# Instructions for the task
There is a line below that contains "Place a marker on the black". Please reproduce it and all following lines exactly, through the final one.

# Data shown

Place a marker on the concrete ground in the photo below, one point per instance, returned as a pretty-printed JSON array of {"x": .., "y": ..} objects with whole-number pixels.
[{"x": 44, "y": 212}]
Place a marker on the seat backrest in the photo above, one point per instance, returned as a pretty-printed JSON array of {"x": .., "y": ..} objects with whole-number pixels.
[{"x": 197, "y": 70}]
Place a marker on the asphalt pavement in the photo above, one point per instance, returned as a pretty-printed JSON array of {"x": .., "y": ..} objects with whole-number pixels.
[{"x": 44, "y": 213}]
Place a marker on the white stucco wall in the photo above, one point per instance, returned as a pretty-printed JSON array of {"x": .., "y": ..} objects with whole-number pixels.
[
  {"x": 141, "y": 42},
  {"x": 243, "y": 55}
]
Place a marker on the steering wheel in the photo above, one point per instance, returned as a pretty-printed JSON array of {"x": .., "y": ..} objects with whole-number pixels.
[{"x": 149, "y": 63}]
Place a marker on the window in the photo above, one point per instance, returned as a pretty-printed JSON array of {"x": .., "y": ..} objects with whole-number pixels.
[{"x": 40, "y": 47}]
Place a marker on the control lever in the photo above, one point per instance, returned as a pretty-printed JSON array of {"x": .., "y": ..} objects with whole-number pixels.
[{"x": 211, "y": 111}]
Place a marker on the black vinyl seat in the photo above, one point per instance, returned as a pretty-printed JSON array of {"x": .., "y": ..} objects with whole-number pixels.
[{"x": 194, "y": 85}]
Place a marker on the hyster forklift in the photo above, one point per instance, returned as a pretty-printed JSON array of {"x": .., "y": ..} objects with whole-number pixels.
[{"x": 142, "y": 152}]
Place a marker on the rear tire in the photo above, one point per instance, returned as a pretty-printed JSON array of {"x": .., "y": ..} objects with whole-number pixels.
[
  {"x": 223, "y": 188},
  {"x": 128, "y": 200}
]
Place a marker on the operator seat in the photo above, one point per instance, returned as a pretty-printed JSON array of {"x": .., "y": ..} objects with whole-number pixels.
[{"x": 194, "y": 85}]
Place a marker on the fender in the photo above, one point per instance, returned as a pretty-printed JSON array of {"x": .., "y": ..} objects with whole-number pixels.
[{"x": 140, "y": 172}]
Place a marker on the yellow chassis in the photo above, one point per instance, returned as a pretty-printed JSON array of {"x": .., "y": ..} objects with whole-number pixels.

# Exercise answer
Place a marker on the black vinyl seat in the photo above, one point per instance, returned as a pretty-printed JSON array of {"x": .., "y": ..} objects with whole-number pixels.
[{"x": 194, "y": 85}]
Place a marker on the hyster forklift in the photo above, one point per instance, returned as a pretty-printed JSON array of {"x": .., "y": ..} objects with whole-number pixels.
[{"x": 142, "y": 152}]
Place a marker on the rear tire in the photo above, one point per instance, returned as a pretty-printed JSON array of {"x": .., "y": ..} objects with whole-number pixels.
[
  {"x": 223, "y": 188},
  {"x": 128, "y": 200}
]
Place a marker on the operator seat in the photo above, one point per instance, returned as a pretty-printed JSON array of {"x": .., "y": ..} objects with whole-number pixels.
[{"x": 194, "y": 85}]
Place a marker on the fender in the photo above, one point per instance, returned as a pretty-printed JSON array of {"x": .., "y": ..} objects with whole-number pixels.
[{"x": 140, "y": 172}]
Place a marker on the yellow chassis in the photo above, one point per instance, returned as a pretty-printed JSON array of {"x": .., "y": ..} objects with whole-number pixels.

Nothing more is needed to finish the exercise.